═════ INPUT

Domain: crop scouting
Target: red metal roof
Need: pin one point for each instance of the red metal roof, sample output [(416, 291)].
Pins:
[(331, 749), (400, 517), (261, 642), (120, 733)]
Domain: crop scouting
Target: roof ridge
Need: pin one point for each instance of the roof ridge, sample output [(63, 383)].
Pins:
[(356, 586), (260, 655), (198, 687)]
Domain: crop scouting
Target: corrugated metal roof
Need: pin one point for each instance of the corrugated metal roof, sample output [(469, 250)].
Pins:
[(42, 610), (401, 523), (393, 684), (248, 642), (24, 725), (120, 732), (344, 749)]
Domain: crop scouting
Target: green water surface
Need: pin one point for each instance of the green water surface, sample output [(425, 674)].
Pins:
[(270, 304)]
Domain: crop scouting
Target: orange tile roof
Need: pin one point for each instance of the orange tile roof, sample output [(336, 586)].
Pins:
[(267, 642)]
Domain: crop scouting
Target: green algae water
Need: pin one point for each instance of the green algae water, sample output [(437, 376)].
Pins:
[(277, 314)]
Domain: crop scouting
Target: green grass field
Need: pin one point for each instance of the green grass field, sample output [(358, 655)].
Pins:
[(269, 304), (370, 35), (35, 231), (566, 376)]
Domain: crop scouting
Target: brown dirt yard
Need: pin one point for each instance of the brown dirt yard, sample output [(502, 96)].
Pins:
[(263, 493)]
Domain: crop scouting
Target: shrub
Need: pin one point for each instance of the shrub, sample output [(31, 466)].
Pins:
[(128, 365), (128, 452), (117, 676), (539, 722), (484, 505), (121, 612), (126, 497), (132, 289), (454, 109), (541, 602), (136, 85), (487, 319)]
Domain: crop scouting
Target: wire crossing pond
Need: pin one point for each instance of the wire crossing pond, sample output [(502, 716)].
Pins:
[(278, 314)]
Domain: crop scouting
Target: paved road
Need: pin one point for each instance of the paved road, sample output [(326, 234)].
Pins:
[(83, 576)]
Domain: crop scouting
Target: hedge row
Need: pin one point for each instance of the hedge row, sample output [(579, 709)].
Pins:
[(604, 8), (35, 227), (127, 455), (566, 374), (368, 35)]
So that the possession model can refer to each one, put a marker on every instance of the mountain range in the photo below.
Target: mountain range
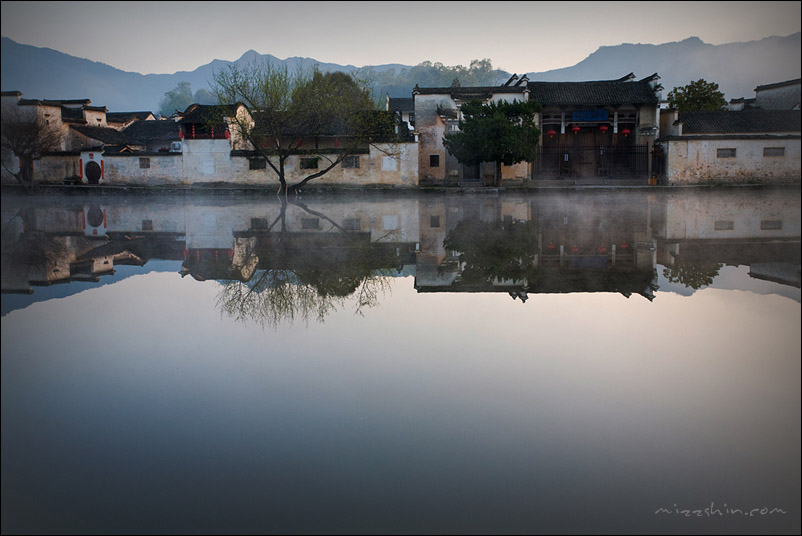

══════════

Arrange every line of the items above as a numbered list, skipping any blank lines. Leave the pictures out of your answer.

1. Domain: crop scouting
2. Target: red metal roof
3. Need: pin one point for each instance of the red metal roof, sample output [(416, 291)].
4. Pins:
5. [(331, 749), (400, 517), (261, 642), (120, 733)]
6. Domain: crop scouting
7. Target: roof ridge
8. Need: pin one point for each instance of the roof ridge, sample output [(63, 383)].
9. Pins:
10. [(356, 586), (260, 655), (198, 687)]
11. Domain: crop scouting
12. Target: corrugated metal roof
13. Need: pin one point for each instance of the corrugated metal roof, sample output [(469, 250)].
14. Pins:
15. [(42, 610), (401, 523), (393, 684), (248, 642), (24, 725), (120, 732), (344, 749)]
16. Domain: crop scouting
17. Target: green water surface
18. Need: pin one point for each instance of the green water surface, sample output [(425, 674)].
19. Pins:
20. [(270, 304)]
21. Domain: crop scouting
22. Target: orange tile roof
23. Need: pin one point for each instance of the orange tile roof, sample output [(336, 586)].
24. Pins:
25. [(267, 642)]
26. Domain: crop scouting
27. Target: green algae water
28. Need: pin one point for each instance of the green algae water, sample output [(437, 376)].
29. Pins:
30. [(277, 314)]
31. Domain: crop scouting
32. Target: green grass field
33. Need: pin one point for each instance of the green grass field, sample output [(358, 655)].
34. Pins:
35. [(269, 304), (370, 35), (35, 231), (566, 376)]
36. Domain: crop scouting
37. Target: brown dirt yard
38. Need: pin one point for each instance of the brown dirt yard, sample output [(502, 96)].
39. Pins:
40. [(263, 493)]
41. Domain: crop scouting
42. Target: shrub
43. Need: pin one point for each instance of the shrub, sample output [(31, 466)].
44. Pins:
45. [(128, 365), (128, 452), (117, 676), (539, 722), (484, 505), (121, 612), (126, 497), (132, 289), (454, 109), (541, 602), (136, 85), (487, 319)]
46. Domain: crop scouting
47. Target: wire crossing pond
48. Need: pin one point for each instance of the wire crossing pond, sample output [(502, 716)].
49. Pins:
50. [(278, 314)]
51. Domain: crop scouting
52. Target: paved road
53. Need: pin one point for each instance of the paved road, sample output [(326, 234)].
54. Pins:
55. [(83, 576)]
56. Domain: crop scouting
57. Target: hedge row
58. Need: pin one point for each instance of the hedge row, sample output [(579, 709)].
59. Pins:
60. [(604, 8), (35, 227), (127, 455), (566, 374), (368, 35)]
61. So that the possession model can refer to each one, put a marker on every instance of the mountain range in the photo below.
62. Target: mountain range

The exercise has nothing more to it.